Try not to simply say NO
We all know that the word NO has very negative connotations, so this week I would like to share 10 alternatives to just saying NO.
Last week, one of my clients was asking about how to make a more positive impact on students who were struggling in class. As most coaches would, I asked what my client wanted to achieve, what they were doing now, and what was the gap they needed to fill? It turned out that the students were getting disheartened when they got an answer incorrect, also the client didn't believe she was helping the situation. Now, I know my client is an excellent teacher, I have actually attended an online class as part of our sessions, but we quickly realized that it came down to one word, and that word was NO.
Sometimes my client would (in the interests of time) just say no to a student if they got an answer incorrect. This is actually true of some leaders at work when an idea is proposed in a meeting, or a suggestion is offered on the workshop floor. as with students, employees can get disheartened if they feel they are not part of the building process.
I, for one, know this little quote to be true:
A person (student or employee) who feels appreciated will always exceed their teacher or manager's expectation.

- _Short exercise 1_
Reproduce the post on saying NO, starting with "I, for one, know" and going on through "or manager's expectation.", and swap "appreciated" for "valued".
- _Short exercise 2_
Return each line of the rows that contains the string "green", treating case as significant.
The rows below the post on saying NO are unrelated to it.

- _Input_
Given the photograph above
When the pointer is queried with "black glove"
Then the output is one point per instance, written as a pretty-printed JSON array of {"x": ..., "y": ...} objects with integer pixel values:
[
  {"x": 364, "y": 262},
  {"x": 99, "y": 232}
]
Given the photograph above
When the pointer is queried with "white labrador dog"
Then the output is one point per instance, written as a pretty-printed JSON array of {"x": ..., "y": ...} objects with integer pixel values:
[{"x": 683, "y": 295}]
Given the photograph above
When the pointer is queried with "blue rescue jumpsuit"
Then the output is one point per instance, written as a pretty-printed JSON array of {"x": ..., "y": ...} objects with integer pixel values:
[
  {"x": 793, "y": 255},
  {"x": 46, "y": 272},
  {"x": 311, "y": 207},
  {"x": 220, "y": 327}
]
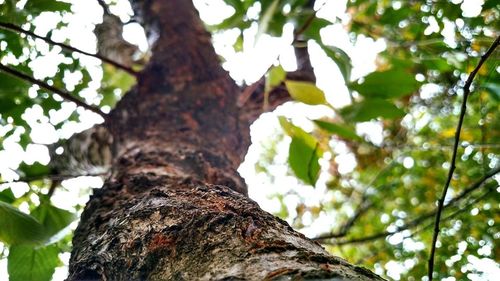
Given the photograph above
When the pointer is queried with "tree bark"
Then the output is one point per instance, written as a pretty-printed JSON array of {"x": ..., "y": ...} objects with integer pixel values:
[{"x": 174, "y": 207}]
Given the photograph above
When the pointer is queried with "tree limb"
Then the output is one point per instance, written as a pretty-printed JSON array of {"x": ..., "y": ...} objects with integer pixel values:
[
  {"x": 54, "y": 177},
  {"x": 249, "y": 90},
  {"x": 13, "y": 27},
  {"x": 466, "y": 89},
  {"x": 65, "y": 95},
  {"x": 417, "y": 221}
]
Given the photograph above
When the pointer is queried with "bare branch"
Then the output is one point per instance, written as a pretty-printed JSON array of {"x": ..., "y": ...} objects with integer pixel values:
[
  {"x": 415, "y": 222},
  {"x": 63, "y": 94},
  {"x": 466, "y": 89},
  {"x": 13, "y": 27},
  {"x": 52, "y": 177},
  {"x": 248, "y": 91}
]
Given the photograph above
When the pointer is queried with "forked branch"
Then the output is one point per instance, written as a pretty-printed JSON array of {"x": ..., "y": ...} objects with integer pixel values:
[{"x": 466, "y": 90}]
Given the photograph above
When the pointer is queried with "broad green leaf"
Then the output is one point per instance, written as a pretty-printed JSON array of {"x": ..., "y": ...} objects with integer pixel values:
[
  {"x": 493, "y": 90},
  {"x": 17, "y": 227},
  {"x": 340, "y": 58},
  {"x": 370, "y": 109},
  {"x": 52, "y": 218},
  {"x": 312, "y": 31},
  {"x": 7, "y": 196},
  {"x": 26, "y": 263},
  {"x": 305, "y": 92},
  {"x": 337, "y": 129},
  {"x": 274, "y": 78},
  {"x": 303, "y": 154},
  {"x": 393, "y": 83}
]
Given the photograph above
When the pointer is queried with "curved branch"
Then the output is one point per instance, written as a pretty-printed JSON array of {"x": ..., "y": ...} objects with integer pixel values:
[
  {"x": 415, "y": 222},
  {"x": 63, "y": 94},
  {"x": 13, "y": 27},
  {"x": 466, "y": 89}
]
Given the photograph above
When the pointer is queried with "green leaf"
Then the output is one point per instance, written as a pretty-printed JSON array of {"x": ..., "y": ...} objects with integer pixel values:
[
  {"x": 26, "y": 263},
  {"x": 393, "y": 83},
  {"x": 313, "y": 26},
  {"x": 266, "y": 19},
  {"x": 337, "y": 129},
  {"x": 17, "y": 227},
  {"x": 274, "y": 78},
  {"x": 7, "y": 196},
  {"x": 303, "y": 154},
  {"x": 305, "y": 92},
  {"x": 34, "y": 170},
  {"x": 493, "y": 90},
  {"x": 369, "y": 109},
  {"x": 52, "y": 218},
  {"x": 340, "y": 58}
]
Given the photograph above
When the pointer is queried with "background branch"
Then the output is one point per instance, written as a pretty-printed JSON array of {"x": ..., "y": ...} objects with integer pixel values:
[
  {"x": 13, "y": 27},
  {"x": 248, "y": 91},
  {"x": 415, "y": 222},
  {"x": 52, "y": 177},
  {"x": 63, "y": 94},
  {"x": 466, "y": 89}
]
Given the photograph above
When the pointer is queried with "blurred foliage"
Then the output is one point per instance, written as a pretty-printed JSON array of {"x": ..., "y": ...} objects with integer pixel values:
[{"x": 382, "y": 211}]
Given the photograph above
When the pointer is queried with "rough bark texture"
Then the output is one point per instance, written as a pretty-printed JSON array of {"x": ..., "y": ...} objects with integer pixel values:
[{"x": 175, "y": 207}]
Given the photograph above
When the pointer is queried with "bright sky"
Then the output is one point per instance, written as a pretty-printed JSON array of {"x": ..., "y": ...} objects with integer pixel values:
[{"x": 247, "y": 66}]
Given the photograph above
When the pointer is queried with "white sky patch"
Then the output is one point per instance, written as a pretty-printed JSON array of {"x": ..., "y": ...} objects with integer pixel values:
[{"x": 471, "y": 8}]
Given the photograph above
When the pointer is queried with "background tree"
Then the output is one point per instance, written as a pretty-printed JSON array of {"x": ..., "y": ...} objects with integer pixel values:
[{"x": 381, "y": 211}]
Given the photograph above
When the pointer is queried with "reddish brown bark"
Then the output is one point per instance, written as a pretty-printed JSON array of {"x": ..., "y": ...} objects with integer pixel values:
[{"x": 175, "y": 207}]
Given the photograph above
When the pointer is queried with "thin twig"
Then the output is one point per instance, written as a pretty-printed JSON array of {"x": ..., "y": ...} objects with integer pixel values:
[
  {"x": 417, "y": 221},
  {"x": 13, "y": 27},
  {"x": 466, "y": 91},
  {"x": 52, "y": 177},
  {"x": 248, "y": 91},
  {"x": 63, "y": 94},
  {"x": 104, "y": 7}
]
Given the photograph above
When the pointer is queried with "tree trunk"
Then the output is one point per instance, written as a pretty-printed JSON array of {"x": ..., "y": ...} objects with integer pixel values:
[{"x": 174, "y": 207}]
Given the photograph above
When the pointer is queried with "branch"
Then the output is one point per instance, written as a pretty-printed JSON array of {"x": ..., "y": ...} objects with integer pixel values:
[
  {"x": 13, "y": 27},
  {"x": 466, "y": 89},
  {"x": 362, "y": 207},
  {"x": 419, "y": 220},
  {"x": 248, "y": 91},
  {"x": 63, "y": 94}
]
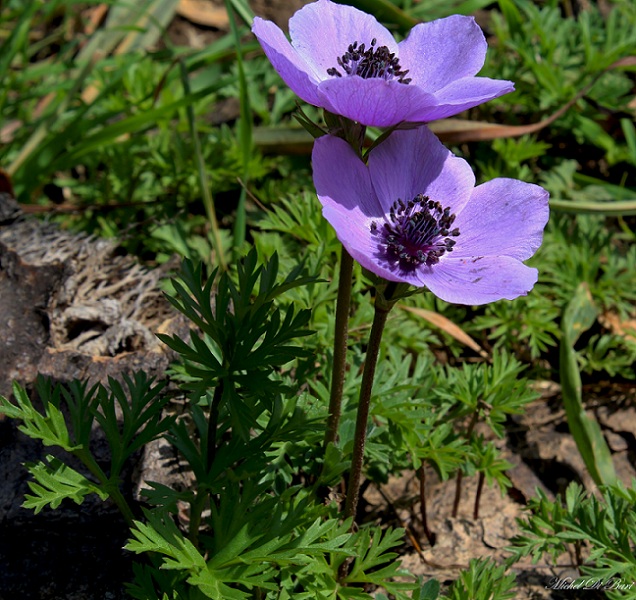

- _Expected answer 1_
I, for one, know this little quote to be true:
A person (student or employee) who feels valued will always exceed their teacher or manager's expectation.

- _Expected answer 2_
When the pointer is queried with "broad green leaf"
When the pointer is queried with "green leaf"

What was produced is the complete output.